**Given information:**
=-=-=

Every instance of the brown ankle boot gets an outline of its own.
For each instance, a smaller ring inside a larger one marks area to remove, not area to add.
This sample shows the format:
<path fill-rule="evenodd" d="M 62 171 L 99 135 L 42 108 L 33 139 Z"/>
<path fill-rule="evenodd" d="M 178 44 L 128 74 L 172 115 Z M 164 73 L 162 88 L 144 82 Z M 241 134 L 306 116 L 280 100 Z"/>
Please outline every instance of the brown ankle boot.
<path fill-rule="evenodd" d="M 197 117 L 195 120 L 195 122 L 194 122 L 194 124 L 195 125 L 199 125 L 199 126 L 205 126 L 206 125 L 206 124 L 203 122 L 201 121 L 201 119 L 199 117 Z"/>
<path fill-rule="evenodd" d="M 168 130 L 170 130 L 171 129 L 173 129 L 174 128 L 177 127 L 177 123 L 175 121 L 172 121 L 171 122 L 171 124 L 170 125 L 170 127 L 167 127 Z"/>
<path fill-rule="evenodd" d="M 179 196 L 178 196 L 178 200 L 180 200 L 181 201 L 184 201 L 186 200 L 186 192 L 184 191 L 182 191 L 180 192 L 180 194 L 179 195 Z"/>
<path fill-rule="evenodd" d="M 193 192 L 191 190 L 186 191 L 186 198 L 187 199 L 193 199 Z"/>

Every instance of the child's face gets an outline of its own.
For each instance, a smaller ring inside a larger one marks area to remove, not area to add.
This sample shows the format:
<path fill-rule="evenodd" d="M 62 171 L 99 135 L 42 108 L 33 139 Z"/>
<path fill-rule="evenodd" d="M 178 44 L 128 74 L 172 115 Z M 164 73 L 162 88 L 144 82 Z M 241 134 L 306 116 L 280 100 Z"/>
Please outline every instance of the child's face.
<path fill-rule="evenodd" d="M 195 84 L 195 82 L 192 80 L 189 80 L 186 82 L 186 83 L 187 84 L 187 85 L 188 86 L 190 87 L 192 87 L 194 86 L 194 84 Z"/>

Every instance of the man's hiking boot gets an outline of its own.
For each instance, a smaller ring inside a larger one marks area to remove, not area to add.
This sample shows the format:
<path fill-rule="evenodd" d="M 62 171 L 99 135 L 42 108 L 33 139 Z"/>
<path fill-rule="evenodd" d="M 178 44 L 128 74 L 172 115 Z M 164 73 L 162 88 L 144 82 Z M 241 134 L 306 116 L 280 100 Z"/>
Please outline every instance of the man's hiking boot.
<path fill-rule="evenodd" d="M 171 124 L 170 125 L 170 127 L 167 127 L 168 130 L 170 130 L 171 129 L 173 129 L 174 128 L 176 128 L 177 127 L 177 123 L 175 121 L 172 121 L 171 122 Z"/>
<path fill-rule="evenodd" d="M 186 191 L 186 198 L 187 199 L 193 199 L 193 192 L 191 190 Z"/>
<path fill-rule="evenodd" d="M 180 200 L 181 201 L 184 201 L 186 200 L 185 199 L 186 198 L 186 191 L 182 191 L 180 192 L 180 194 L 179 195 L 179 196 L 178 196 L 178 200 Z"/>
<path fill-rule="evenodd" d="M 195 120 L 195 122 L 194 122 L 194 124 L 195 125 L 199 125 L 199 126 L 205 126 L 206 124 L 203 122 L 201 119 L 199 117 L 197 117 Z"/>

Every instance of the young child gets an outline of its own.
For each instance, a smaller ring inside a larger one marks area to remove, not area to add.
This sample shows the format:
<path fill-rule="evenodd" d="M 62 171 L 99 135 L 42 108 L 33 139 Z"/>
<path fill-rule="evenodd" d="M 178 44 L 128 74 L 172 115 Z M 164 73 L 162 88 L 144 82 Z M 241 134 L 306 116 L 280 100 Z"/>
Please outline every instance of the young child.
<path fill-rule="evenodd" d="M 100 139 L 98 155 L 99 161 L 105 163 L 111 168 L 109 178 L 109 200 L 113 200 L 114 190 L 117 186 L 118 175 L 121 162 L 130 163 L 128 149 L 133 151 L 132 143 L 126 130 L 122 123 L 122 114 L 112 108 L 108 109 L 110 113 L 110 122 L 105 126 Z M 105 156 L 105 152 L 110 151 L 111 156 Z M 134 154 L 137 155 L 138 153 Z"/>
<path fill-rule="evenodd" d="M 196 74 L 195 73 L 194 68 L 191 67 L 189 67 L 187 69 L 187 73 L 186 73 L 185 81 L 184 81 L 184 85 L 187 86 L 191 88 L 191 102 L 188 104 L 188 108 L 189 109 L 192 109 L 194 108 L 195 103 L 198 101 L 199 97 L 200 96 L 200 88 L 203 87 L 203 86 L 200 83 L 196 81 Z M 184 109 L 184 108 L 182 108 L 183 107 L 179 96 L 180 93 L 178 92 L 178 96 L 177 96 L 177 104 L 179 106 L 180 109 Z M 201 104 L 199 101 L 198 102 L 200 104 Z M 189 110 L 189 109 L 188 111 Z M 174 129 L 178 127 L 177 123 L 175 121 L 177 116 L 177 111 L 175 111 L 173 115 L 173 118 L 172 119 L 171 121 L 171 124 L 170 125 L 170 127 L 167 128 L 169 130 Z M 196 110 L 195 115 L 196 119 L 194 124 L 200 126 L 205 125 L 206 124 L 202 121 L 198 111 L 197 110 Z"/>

=-=-=

Rewrite the stretch of rows from the start through the line containing "L 191 190 L", renaming "brown ankle boot" to "black ankle boot" and leaving everything else unchanged.

**Answer to this problem:**
Every instance of the black ankle boot gets an outline of its own.
For each instance, a smaller ring inside a larger one marks area to remove, not area to add.
This sample shows the format:
<path fill-rule="evenodd" d="M 62 171 L 99 135 L 42 108 L 33 139 Z"/>
<path fill-rule="evenodd" d="M 178 44 L 128 74 L 172 115 Z M 164 73 L 162 88 L 144 82 Z M 241 134 L 306 116 L 280 100 Z"/>
Please outline every instance of the black ankle boot.
<path fill-rule="evenodd" d="M 197 117 L 195 120 L 195 122 L 194 122 L 194 124 L 195 125 L 199 125 L 199 126 L 205 126 L 206 125 L 206 124 L 203 122 L 201 121 L 201 119 L 199 117 Z"/>
<path fill-rule="evenodd" d="M 168 130 L 170 130 L 171 129 L 173 129 L 174 128 L 177 127 L 177 123 L 175 121 L 172 121 L 171 122 L 171 124 L 170 125 L 170 127 L 167 127 Z"/>
<path fill-rule="evenodd" d="M 179 196 L 178 196 L 178 200 L 180 200 L 181 201 L 184 201 L 186 200 L 186 192 L 184 191 L 182 191 L 180 192 L 180 194 L 179 195 Z"/>
<path fill-rule="evenodd" d="M 193 192 L 191 190 L 186 191 L 186 198 L 187 199 L 193 199 Z"/>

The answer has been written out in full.